**Given passage**
John Lyon Named Chair of the School of Modern Languages
Posted April 26, 2023
John Lyon has been selected to serve as chair of the School of Modern Languages in the Ivan Allen College of Liberal Arts, effective Aug. 1.
Lyon will also be appointed as the College’s inaugural Charles A. Smithgall Jr. Institute Chair.
David Shook, associate professor of Spanish, has agreed to continue to serve as interim chair until July 31. Effective immediately, Shook will work closely with Lyon to ensure a smooth transition of School leadership.
“Dr. Lyon’s accomplished record as an educator, researcher, scholar, and administrator will serve the School of Modern Languages well,” said Kaye Husbands Fealing, dean and Ivan Allen Jr. Chair of the Ivan Allen College of Liberal Arts. “I know he will provide exceptional vision and leadership to the School as it continues to strengthen its reputation as a leader in modern language instruction, cross-cultural humanities education, and interdisciplinary research.”
Lyon, a professor and chair of the German Department at the University of Pittsburgh, and has also taught at Duke University, Colby College, and Carleton College.
His research and teaching interests include German literature, philosophy, and culture of the 18th and 19th centuries. He is the author of two monographs: Crafting Flesh, Crafting the Self: Violence and Identity in Early 19th Century German Literature (2006), and Out of Place: German Realism, Displacement, and Modernity (2013); and co-editor of two volumes: Theodor Fontane in the Twenty-First Century (2019) and Gender, Collaboration, and Authorship in German Culture: Literary Joint Ventures, 1750-1850 (2019).
Lyon's articles have appeared in top journals in his field, including Colloquia Germanica, Eighteenth-Century Studies, German Life and Letters, Goethe Yearbook, and Literature and Medicine.
He is the editor of the New Studies in the Age of Goethe book series with Bucknell University Press and co-founder and past chair of the Humanities Council at the University of Pittsburgh.
His current project is a monograph on transnationalism in 19th-century European adultery novels.

**To do**
a) Rewrite the announcement starting at the words "Lyon, a professor" and stopping after "Literature and Medicine.", changing "top journals" to "leading journals".
b) According to the announcement, on what date does John Lyon's appointment as chair take effect?
The entries that follow are separate material, unrelated to the announcement above.

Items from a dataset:

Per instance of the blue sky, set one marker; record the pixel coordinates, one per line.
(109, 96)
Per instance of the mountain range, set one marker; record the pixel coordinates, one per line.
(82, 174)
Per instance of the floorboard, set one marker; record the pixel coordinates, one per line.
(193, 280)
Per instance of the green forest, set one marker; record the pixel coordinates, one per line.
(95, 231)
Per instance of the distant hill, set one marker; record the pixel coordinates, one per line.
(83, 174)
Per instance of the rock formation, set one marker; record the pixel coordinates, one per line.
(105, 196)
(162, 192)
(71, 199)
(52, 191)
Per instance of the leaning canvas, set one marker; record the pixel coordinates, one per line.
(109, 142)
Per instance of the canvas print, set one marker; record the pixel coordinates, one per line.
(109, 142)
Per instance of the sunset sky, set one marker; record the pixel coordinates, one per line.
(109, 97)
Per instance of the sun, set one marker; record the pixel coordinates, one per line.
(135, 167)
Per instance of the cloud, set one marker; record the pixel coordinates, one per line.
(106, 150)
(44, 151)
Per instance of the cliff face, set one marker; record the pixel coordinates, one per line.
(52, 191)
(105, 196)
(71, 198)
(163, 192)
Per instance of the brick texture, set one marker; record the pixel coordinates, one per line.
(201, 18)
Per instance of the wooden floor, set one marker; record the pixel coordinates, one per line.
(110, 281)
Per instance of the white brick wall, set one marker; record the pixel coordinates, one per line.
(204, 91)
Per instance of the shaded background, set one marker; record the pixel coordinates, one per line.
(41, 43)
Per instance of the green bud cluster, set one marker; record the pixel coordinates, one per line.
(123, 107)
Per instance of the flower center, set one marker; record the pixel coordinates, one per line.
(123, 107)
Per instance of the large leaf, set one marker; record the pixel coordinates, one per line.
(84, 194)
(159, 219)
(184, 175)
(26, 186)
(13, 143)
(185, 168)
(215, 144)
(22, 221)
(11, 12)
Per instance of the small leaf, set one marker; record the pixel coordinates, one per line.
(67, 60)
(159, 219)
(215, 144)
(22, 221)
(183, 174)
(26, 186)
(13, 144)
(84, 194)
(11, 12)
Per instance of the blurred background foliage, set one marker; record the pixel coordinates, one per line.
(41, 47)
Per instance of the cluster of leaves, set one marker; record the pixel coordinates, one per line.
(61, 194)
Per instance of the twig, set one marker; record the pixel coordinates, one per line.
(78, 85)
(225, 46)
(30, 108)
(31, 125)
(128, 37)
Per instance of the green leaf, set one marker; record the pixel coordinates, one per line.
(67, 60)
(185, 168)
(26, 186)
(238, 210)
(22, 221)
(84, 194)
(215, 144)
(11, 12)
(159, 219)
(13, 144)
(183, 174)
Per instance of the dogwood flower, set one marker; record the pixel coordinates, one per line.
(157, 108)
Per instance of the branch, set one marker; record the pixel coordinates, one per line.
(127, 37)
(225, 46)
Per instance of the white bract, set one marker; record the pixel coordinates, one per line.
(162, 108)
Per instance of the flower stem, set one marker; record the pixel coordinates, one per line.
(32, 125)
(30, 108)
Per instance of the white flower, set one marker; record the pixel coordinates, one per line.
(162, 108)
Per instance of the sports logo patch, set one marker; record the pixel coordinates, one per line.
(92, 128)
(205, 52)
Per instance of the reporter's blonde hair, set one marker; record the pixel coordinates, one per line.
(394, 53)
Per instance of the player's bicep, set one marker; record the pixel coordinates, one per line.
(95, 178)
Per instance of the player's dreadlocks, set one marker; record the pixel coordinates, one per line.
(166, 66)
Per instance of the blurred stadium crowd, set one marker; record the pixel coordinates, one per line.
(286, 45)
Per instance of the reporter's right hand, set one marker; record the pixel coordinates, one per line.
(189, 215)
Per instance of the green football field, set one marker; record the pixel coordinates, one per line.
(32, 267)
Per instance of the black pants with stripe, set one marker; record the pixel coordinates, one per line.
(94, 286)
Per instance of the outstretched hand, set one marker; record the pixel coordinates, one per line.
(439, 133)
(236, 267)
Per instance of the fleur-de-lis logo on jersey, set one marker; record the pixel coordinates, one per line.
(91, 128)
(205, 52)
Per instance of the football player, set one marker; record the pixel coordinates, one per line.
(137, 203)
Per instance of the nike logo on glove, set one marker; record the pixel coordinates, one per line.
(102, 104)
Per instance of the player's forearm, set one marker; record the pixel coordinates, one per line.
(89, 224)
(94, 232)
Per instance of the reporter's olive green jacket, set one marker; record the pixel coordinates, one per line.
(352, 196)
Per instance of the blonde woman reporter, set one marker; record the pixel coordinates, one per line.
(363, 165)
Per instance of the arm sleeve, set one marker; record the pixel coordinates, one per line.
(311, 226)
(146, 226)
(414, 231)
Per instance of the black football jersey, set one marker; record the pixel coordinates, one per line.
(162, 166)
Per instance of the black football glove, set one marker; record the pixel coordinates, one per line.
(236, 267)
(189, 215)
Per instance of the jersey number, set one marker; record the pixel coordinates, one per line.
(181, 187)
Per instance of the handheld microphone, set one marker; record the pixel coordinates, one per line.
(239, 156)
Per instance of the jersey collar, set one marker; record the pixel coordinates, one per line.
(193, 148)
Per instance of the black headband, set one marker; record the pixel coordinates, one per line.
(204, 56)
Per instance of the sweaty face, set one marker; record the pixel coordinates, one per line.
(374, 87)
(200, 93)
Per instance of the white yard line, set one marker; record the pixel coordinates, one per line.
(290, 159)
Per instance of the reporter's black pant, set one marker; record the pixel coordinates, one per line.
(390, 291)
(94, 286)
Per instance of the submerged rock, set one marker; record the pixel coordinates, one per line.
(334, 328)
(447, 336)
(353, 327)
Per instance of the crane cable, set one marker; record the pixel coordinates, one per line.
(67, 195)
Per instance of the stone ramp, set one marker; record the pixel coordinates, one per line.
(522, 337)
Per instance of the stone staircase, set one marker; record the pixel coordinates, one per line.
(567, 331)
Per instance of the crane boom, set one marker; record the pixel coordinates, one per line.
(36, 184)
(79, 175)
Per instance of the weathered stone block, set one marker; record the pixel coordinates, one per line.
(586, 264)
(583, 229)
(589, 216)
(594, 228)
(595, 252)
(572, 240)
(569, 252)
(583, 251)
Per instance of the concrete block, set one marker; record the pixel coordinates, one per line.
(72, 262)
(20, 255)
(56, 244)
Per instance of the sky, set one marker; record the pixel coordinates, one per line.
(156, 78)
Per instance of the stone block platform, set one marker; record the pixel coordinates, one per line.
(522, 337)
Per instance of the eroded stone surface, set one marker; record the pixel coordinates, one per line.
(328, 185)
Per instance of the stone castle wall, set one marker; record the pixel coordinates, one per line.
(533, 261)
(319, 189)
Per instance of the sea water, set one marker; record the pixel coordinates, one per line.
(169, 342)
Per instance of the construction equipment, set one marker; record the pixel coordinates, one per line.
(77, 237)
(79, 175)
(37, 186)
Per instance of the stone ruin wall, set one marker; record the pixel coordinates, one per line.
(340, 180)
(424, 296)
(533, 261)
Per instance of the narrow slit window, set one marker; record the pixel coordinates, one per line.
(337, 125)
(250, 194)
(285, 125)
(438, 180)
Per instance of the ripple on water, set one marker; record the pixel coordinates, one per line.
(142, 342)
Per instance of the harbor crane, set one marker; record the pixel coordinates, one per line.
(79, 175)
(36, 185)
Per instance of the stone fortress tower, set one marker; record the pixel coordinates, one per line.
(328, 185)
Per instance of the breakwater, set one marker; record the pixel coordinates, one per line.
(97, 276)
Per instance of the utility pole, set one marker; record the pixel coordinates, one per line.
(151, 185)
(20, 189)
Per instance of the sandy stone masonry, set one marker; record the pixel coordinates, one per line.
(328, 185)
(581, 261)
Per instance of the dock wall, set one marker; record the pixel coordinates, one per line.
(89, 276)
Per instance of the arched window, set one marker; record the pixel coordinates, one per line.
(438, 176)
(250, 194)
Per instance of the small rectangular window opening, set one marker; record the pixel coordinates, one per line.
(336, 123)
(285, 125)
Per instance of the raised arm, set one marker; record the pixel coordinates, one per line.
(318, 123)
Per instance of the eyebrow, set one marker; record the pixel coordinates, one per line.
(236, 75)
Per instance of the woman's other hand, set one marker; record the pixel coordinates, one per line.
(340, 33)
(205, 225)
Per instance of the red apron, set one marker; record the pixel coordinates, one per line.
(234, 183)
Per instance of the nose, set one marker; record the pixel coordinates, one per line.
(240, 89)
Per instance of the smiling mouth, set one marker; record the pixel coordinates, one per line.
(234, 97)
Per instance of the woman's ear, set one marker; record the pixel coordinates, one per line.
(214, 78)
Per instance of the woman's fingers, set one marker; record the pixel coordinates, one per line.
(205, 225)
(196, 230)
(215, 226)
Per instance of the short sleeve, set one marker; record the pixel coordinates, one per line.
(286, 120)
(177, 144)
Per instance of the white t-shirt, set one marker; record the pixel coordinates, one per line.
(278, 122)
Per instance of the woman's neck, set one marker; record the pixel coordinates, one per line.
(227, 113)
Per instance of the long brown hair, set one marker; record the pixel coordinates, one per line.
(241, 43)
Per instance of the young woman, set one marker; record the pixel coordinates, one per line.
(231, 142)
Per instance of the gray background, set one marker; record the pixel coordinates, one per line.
--
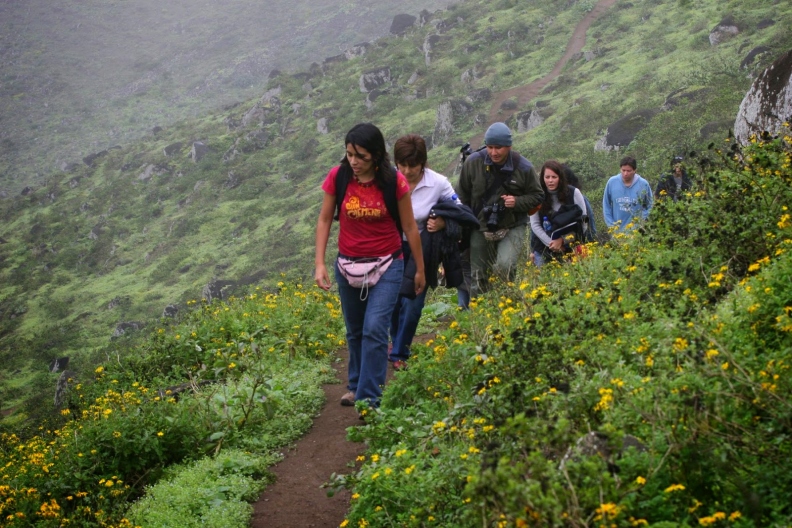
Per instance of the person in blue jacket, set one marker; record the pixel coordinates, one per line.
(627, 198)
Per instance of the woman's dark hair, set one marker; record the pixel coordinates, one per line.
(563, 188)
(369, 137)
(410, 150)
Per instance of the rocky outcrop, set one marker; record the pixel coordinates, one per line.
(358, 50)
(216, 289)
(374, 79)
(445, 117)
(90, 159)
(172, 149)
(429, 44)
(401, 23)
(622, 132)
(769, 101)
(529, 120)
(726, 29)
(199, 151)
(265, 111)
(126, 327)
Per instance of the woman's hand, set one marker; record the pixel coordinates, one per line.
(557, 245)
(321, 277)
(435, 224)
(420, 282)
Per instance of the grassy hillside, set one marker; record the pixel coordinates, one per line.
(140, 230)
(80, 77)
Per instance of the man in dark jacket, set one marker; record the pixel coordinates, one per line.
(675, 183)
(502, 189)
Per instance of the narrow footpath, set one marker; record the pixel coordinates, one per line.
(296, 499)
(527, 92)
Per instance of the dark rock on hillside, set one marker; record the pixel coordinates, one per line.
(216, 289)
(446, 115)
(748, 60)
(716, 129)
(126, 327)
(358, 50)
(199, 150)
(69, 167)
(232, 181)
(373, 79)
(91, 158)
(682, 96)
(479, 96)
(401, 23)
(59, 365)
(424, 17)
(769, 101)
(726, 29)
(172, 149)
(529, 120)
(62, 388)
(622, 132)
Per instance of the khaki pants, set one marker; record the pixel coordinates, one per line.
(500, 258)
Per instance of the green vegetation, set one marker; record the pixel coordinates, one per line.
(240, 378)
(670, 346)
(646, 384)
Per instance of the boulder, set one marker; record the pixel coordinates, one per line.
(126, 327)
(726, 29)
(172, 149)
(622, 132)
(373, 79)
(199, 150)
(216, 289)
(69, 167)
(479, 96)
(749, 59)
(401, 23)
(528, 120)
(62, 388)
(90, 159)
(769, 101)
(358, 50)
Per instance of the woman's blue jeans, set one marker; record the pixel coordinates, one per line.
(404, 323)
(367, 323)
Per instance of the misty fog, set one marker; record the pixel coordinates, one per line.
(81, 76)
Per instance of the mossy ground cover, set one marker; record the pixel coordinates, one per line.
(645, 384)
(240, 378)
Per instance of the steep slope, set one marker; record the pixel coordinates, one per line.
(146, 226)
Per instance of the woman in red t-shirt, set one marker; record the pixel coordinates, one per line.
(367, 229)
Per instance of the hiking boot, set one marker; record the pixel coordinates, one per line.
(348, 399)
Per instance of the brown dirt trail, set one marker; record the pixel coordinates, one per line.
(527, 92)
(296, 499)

**List of solutions**
a)
Lyon, a professor and chair of the German Department at the University of Pittsburgh, and has also taught at Duke University, Colby College, and Carleton College.
His research and teaching interests include German literature, philosophy, and culture of the 18th and 19th centuries. He is the author of two monographs: Crafting Flesh, Crafting the Self: Violence and Identity in Early 19th Century German Literature (2006), and Out of Place: German Realism, Displacement, and Modernity (2013); and co-editor of two volumes: Theodor Fontane in the Twenty-First Century (2019) and Gender, Collaboration, and Authorship in German Culture: Literary Joint Ventures, 1750-1850 (2019).
Lyon's articles have appeared in leading journals in his field, including Colloquia Germanica, Eighteenth-Century Studies, German Life and Letters, Goethe Yearbook, and Literature and Medicine.

b) Aug. 1